AIM: Count the lines in the records below that contain the word "window". Reply with the number only.

------ SOURCE DATA ------

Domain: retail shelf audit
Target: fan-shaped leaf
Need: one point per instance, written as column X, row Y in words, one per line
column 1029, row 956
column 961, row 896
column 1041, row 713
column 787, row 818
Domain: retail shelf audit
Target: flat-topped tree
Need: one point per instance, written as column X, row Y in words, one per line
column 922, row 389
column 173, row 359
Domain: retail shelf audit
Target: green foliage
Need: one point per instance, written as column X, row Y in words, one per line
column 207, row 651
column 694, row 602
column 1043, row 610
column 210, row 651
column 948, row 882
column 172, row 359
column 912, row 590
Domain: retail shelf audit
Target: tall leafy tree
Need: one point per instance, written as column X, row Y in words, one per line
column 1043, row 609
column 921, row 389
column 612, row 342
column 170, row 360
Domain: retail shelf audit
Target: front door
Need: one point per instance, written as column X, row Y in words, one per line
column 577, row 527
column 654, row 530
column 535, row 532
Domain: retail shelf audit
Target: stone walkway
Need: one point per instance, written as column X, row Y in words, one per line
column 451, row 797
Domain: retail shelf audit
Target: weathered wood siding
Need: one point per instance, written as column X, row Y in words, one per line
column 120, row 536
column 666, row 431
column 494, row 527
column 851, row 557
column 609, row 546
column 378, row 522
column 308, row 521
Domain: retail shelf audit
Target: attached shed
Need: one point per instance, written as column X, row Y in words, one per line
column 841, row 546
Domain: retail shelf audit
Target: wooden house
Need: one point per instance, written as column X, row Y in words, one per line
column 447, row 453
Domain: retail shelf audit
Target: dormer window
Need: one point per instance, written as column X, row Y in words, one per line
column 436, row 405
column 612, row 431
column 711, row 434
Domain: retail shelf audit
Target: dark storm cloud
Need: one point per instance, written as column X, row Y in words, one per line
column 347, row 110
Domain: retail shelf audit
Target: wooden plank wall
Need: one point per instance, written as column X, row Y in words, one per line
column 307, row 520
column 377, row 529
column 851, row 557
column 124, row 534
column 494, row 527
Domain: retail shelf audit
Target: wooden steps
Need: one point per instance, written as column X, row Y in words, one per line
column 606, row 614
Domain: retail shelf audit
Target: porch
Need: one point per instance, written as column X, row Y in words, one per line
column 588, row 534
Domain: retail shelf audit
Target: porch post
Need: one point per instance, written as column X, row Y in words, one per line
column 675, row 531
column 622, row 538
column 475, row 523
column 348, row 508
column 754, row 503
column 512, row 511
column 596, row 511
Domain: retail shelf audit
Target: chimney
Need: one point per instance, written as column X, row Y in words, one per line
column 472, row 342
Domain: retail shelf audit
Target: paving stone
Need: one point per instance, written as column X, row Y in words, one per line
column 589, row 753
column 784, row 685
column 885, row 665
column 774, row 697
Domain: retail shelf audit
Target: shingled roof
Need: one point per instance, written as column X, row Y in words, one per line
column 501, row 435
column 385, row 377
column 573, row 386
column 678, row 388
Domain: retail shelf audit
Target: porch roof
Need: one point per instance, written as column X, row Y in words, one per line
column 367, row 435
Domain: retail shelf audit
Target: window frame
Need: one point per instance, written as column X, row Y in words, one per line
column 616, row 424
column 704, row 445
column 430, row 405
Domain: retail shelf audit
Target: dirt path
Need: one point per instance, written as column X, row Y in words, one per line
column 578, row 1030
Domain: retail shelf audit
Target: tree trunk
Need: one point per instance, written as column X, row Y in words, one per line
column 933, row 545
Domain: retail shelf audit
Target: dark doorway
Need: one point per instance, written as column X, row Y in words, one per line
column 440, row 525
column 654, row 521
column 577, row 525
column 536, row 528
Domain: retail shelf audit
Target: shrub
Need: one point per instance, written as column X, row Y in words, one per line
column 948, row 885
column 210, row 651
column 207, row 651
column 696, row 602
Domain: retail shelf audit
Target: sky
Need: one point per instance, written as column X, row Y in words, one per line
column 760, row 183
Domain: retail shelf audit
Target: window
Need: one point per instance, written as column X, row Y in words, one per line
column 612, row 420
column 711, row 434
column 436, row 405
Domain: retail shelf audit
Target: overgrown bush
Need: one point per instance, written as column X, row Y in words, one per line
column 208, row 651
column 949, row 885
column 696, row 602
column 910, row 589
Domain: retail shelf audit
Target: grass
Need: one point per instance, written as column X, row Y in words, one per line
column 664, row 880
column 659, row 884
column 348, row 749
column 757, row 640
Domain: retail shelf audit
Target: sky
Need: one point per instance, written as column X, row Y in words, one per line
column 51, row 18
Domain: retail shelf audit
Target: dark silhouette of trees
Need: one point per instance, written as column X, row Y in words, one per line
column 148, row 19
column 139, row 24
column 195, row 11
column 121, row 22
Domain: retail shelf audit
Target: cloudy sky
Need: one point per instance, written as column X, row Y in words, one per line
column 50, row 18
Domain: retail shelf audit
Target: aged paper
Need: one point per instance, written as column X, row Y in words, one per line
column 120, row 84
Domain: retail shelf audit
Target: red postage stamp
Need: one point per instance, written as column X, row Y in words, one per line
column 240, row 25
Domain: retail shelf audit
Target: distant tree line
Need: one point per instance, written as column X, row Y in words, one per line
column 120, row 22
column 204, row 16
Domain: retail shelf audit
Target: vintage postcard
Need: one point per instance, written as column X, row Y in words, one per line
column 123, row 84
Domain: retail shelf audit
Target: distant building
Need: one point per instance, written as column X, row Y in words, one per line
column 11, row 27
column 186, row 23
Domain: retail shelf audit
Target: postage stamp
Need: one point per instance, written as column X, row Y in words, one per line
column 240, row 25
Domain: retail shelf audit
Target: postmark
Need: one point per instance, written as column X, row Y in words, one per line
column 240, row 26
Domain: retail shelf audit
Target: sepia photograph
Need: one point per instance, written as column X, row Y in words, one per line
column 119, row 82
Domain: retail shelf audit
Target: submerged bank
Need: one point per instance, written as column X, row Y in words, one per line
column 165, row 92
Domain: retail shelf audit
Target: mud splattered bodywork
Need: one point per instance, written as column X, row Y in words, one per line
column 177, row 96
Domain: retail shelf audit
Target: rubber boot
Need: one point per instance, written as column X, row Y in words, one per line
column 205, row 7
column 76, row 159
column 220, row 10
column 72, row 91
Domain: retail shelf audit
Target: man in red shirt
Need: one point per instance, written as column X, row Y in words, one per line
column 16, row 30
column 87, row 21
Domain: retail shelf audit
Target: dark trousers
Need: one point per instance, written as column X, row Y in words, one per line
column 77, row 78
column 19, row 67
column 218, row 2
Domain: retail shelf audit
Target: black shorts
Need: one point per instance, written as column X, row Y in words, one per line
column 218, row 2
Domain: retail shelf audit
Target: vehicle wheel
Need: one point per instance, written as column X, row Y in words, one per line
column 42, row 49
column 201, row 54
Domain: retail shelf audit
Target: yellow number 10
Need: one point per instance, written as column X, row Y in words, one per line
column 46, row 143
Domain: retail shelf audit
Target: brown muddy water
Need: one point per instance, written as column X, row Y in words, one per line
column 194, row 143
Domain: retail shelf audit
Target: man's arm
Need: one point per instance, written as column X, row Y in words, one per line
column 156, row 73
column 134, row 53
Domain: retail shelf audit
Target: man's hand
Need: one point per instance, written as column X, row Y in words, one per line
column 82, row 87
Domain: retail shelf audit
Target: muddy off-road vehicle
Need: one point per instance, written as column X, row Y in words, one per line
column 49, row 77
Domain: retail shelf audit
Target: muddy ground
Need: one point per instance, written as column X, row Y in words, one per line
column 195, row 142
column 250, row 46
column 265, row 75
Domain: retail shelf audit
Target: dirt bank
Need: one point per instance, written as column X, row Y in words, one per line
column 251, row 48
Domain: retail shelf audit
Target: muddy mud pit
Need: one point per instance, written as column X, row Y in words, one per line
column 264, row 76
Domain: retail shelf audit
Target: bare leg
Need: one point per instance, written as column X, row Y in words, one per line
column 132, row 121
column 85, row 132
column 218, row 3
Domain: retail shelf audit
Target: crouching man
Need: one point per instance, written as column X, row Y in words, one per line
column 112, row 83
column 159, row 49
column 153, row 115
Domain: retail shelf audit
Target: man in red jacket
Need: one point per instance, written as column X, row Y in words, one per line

------

SOLUTION TO THE PROBLEM: 3